◆ **Explore the material**:
A. Could you turn the paragraph beginning "The sanctions against Russia" in the market commentary into a short bulleted list that keeps its main facts?
B. Could you carry the market commentary on from its final sentence?

══ Excerpt

The Fed has raised its key interest rate by a quarter point and is expected to raise it several more times this year. This decision would normally be in the news. This is the first increase since 2018. But the war in Ukraine is taking centre stage, especially in Europe.
The sanctions against Russia have caused further increases in oil and gas prices. A barrel of the Brent variety of oil approached the $140 mark earlier this month, its highest level in nearly 14 years. Crude only recovered to near $100 after the US announced that it would release one million barrels from its strategic reserves. As for gas, the TTF spot price hit a record high of EUR 345 per megawatt hour. Fears about a halt to Russian exports were very strong, reinforced also by discussions in the West about banning Russian fossil fuel imports.
Several metals rise to record prices
Some metals have also jumped to multi-year highs. Nickel, for example, rose to almost USD 50,000 per tonne, about three times its level of a year ago. Palladium, of which Russia is the world’s largest producer with a 40% share, even broke the USD 3,000 per ounce barrier for the first time, surpassing gold.

════
══ Extracted records

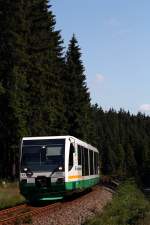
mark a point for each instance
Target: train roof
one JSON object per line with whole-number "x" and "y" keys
{"x": 61, "y": 137}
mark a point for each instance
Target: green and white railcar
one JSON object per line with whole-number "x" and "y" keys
{"x": 52, "y": 166}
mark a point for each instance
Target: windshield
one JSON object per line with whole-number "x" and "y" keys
{"x": 43, "y": 155}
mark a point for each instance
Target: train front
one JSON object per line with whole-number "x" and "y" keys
{"x": 42, "y": 175}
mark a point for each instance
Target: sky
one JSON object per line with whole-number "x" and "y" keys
{"x": 114, "y": 37}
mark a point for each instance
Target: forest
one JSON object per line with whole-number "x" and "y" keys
{"x": 43, "y": 91}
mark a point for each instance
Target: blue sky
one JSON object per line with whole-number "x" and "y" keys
{"x": 114, "y": 36}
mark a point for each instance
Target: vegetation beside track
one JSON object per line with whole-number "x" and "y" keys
{"x": 129, "y": 206}
{"x": 9, "y": 195}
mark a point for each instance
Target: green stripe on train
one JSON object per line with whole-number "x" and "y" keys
{"x": 81, "y": 183}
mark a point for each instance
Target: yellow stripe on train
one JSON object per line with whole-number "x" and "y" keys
{"x": 74, "y": 177}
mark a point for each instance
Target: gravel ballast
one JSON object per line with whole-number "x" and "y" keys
{"x": 77, "y": 211}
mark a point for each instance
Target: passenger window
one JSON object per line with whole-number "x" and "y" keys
{"x": 83, "y": 161}
{"x": 86, "y": 161}
{"x": 91, "y": 163}
{"x": 79, "y": 155}
{"x": 72, "y": 150}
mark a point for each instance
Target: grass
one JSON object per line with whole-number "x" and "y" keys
{"x": 128, "y": 207}
{"x": 9, "y": 195}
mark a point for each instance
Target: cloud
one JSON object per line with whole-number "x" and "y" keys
{"x": 99, "y": 78}
{"x": 145, "y": 108}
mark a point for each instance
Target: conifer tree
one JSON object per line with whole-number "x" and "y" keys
{"x": 45, "y": 71}
{"x": 77, "y": 99}
{"x": 13, "y": 60}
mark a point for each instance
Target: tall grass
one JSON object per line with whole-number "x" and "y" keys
{"x": 9, "y": 194}
{"x": 128, "y": 207}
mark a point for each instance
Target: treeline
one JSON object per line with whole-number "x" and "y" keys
{"x": 43, "y": 91}
{"x": 43, "y": 88}
{"x": 124, "y": 143}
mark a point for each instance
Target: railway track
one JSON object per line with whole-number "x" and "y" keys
{"x": 23, "y": 213}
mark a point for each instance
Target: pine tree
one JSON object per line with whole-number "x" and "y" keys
{"x": 77, "y": 99}
{"x": 13, "y": 60}
{"x": 44, "y": 72}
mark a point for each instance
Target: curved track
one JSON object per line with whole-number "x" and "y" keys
{"x": 23, "y": 213}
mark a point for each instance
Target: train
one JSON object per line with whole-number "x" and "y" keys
{"x": 53, "y": 166}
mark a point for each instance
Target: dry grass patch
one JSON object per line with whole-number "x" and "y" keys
{"x": 9, "y": 194}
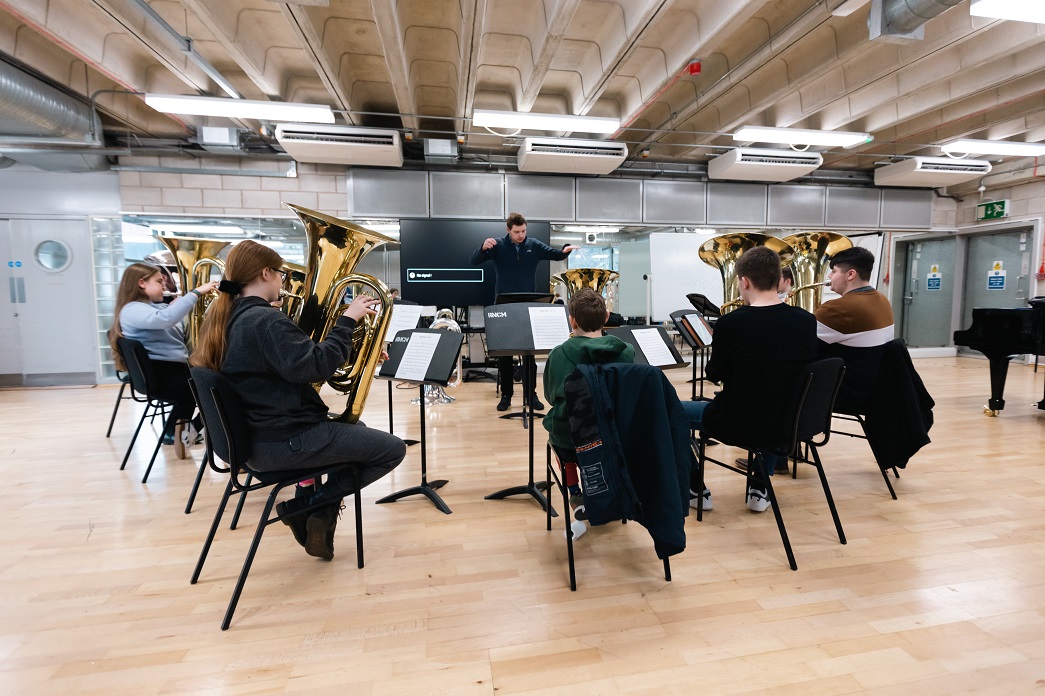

════

◆ **Answers for each item**:
A.
- Sanctions against Russia drove oil and gas prices further up.
- Brent crude neared $140 a barrel earlier this month, its highest level in nearly 14 years.
- Crude only came back to near $100 after the US announced it would release one million barrels from its strategic reserves.
- The TTF gas spot price hit a record EUR 345 per megawatt hour.
- There were strong fears of a halt to Russian exports, reinforced by Western discussions about banning Russian fossil fuel imports.

B.
Inflation has not yet found its limits
Inflation, which is supposed to be temporary, is not coming down from its record levels. On the contrary, in the euro zone, it reached a new peak in March, at 7.5% (compared with 5.9% the previous month). Without energy, the increase would have been limited to 3.4%. In the United States, the 7.9% of February should also be surpassed in March, due to the rise in fossil fuel prices. The other driving forces have not weakened much: supply problems, strong demand and recruitment difficulties. Whether or not they act on interest rates, central banks do not seem to have much power to contain inflation. The next time the Fed decides to raise interest rates, it could do so by half a percentage point. These hikes are likely to leave their mark on the housing market. As for the ECB, it is being criticised for its willingness to keep the key rate at its current level.
Slower growth or recession?
Economic growth is thus expected to slow down compared to last year. The renowned economist Nouriel Roubini is still among the few to predict a stagflationary recession. But the downward revisions to forecasts continue. Half a percentage point of GDP growth is now an overly optimistic estimate of the cost of the war in Ukraine to the global economy. China’s fight against Covid-19, which still results in strict confinements in metropolises such as Shanghai or Shenzhen, risks weighing on both the country’s growth ($46 billion per month, according to the Chinese University of Hong Kong) and the global supply chain. Confidence measured by the PMI-Caixin index for industry showed a contraction in March.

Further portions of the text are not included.